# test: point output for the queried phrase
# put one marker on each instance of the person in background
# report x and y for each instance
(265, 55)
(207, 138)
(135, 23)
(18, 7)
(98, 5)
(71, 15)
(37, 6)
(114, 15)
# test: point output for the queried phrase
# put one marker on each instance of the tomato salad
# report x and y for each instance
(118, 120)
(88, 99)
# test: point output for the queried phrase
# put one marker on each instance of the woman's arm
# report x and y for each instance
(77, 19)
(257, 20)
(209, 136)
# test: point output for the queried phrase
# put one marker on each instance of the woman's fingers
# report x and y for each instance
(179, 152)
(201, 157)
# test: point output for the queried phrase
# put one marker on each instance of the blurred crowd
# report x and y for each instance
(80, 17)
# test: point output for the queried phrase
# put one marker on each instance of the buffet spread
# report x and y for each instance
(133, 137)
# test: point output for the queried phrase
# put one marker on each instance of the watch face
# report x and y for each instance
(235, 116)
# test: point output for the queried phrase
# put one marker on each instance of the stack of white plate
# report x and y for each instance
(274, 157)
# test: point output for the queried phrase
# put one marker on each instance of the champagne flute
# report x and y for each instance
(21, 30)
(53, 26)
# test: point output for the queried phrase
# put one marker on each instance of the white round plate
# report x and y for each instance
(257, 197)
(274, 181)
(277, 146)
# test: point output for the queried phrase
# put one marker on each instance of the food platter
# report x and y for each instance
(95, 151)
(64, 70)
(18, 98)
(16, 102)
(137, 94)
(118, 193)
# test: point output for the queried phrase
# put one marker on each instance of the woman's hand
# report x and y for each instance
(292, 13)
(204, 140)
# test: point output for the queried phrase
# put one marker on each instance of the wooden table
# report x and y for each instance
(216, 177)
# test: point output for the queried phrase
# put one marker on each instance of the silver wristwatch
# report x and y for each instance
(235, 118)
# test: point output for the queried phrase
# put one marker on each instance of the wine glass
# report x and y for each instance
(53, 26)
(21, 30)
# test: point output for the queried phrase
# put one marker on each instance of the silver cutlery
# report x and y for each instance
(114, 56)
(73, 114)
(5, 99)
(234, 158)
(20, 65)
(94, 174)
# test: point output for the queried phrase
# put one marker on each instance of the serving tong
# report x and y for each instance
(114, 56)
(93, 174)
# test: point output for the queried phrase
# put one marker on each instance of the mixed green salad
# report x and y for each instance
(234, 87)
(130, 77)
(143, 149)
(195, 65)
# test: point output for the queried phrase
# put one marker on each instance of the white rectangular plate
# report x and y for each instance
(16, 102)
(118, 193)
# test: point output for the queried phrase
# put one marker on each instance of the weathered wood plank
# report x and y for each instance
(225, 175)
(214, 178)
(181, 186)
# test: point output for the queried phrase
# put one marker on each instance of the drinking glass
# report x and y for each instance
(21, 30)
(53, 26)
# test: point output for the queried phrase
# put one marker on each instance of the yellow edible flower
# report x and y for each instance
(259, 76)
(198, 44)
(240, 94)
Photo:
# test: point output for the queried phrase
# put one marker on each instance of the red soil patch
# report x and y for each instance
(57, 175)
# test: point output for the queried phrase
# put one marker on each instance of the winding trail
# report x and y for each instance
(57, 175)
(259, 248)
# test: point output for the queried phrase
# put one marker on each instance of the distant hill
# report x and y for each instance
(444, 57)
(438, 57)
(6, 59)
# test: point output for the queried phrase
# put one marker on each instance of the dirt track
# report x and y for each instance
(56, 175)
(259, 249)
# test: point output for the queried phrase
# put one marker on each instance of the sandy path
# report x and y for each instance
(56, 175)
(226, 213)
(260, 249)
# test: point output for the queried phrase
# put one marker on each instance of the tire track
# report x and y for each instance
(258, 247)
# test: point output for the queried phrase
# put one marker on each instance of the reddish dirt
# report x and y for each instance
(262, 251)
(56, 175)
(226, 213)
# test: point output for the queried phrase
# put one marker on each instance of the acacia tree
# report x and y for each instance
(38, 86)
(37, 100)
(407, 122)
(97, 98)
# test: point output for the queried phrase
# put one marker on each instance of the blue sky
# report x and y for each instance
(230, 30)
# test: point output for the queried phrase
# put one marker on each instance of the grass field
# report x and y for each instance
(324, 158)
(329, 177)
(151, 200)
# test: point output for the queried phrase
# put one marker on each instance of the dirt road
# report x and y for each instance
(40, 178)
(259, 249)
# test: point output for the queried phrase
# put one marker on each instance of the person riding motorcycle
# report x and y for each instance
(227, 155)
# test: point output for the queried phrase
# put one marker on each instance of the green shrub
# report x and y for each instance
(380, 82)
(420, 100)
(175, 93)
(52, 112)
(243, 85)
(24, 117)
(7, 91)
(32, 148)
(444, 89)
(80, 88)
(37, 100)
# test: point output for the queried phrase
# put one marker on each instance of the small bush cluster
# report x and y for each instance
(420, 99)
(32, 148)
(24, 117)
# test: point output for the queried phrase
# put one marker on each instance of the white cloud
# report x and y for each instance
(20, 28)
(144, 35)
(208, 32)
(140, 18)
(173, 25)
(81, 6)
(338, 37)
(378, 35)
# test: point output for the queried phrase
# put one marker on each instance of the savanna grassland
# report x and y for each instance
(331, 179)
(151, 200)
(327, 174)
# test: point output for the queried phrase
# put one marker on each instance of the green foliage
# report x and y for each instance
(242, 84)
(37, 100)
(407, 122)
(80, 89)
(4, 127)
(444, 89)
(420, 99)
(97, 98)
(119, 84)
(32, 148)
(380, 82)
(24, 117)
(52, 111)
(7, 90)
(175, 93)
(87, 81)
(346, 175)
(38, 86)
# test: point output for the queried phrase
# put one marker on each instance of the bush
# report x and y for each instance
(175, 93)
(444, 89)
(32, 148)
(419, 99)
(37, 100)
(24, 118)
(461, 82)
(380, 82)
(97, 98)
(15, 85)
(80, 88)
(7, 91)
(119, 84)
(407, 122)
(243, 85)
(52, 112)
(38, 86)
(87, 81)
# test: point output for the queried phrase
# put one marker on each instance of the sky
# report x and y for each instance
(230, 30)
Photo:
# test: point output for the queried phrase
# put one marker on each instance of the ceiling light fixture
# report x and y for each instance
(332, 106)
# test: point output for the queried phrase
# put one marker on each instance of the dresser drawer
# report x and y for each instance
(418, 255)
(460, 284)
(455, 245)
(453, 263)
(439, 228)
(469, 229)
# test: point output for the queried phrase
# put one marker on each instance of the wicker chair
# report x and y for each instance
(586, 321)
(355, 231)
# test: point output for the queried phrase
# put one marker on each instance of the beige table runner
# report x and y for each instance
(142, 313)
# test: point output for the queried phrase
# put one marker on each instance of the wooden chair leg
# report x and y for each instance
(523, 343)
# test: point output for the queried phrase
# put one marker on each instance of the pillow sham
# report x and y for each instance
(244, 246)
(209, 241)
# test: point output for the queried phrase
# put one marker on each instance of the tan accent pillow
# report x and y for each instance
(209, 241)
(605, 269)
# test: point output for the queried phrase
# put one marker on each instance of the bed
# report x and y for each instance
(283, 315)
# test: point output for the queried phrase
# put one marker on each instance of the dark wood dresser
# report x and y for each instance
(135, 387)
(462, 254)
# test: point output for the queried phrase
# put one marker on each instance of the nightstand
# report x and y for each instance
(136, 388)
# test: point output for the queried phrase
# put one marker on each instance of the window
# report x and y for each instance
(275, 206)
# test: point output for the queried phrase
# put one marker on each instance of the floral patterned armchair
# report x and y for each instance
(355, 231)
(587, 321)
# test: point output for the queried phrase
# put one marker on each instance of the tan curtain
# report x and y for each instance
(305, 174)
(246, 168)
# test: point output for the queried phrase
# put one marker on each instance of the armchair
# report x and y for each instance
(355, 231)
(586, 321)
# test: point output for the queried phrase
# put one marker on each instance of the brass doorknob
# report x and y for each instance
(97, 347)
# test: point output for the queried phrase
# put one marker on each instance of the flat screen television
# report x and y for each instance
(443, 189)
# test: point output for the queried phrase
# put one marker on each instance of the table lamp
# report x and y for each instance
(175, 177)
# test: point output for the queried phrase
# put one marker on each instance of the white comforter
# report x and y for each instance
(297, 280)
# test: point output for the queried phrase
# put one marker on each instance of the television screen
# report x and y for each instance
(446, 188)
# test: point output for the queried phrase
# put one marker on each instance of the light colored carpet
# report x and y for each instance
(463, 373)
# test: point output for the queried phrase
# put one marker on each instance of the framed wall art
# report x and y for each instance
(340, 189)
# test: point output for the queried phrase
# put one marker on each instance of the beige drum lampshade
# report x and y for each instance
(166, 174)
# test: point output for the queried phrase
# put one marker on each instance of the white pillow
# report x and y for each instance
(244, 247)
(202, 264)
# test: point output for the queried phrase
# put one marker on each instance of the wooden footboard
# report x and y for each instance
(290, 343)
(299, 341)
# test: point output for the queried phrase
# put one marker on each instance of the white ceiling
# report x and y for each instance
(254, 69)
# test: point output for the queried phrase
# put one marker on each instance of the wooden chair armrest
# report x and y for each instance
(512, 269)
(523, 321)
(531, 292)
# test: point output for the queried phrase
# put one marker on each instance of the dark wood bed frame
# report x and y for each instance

+++++

#### [WHAT YOU ARE ASKED TO DO]
Please extract every line in the items above that contains the string "light".

#### [IN RESPONSE]
# put one marker on each instance of the ceiling light fixture
# put one marker on each instance of the light colored carpet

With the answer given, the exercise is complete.